Tugas:
Menurut halaman tentang motivasi kerja di bawah, Paulus memahami pekerjaannya sebagai apa?

Halaman:
◇ ◇ ◇ ◇ ◇
Menurut E.P. Hutabarat, motivasi Kerja adalah tenaga penggerak yang menimbulkan upaya keras untuk raelakukan sesuatu. Motivasi adalah sesuatu yang mendorong seaeorang untuk bergerak, baik disadari maupun tidak disadari., atau "motivasi dapat didefmisikan sebagai segala sesuatu yang menyebabkan gerakan atau yang mendorong seseorang untuk bertindak Motivasi adalah energi manusia yang kemungkinan adalah sumber alam paling banyak dan paling kuat di muka bumi ini (1995:25). Berdasrkan teori di atas dapat dikatakan bahwa dalam bekerja, setiap orang membutuhkan dorongan dalam bekerja. Dorongan atau motivasi itu berasal dari dalam diri maupun dari luar diri. Oleh karena itu maka motivasi kerja kerja adalah jantung kegiatan PAK. Pelaku Pendidikan Agama Kristen harus bekerja dan menjadi motivator kerja. Melalui kerja orang percaya mendapat rejeki, melalui rejeki orang percaya mengucap syukur kepada Tuhan. Kerja merupakan Anugrah (Grace). Paulus memahami bahwa pekerjaannya adalah anugrah (charis, pemberian Tuhan). Pekerjaan yang diterima dari Tuhan menunjukan bahwa pekerjaan adalah sesuatu yang dipercayakan oleh Tuhan kepadanya. Pekerjaan yang diberikan Tuhan merupakan suatu kehormatan yang perlu dijaga. Pekerjaan itu merupakan sesuatu yang bernilai. Apa yang sangat menyukakan hati (menggembirakan) ketika seseorang tahu bahwa pekerjaan adalah anugrah? Ketika seseorang tahu bahwa pekerjaan adalah anugrah maka perilakunya berubah. Orang percaya tidak boleh memandang remeh pekerjaan, tidak boleh asal-asalan dengan pekerjaan. Paulus memberi teladan kesungguhan bekerja. Perspektif Paulus tidak negatif terhadap pekerjaan. Perilaku Paulus juga tidak negatif. Paulus bekerja dengan perspektif positif dan perilaku positif.
◇ ◇ ◇ ◇ ◇
Data Tercatat:

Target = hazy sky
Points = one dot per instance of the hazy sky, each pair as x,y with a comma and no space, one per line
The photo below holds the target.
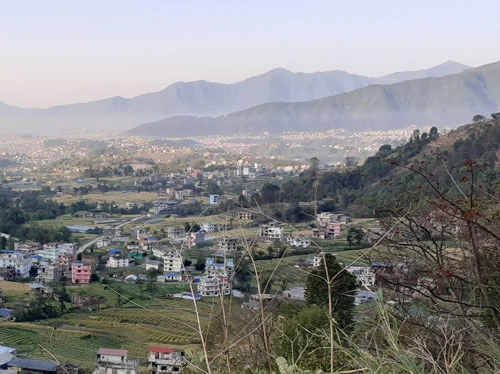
58,52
◇ ◇ ◇ ◇ ◇
Hasil Tugas:
Sebagai anugrah (charis, pemberian Tuhan).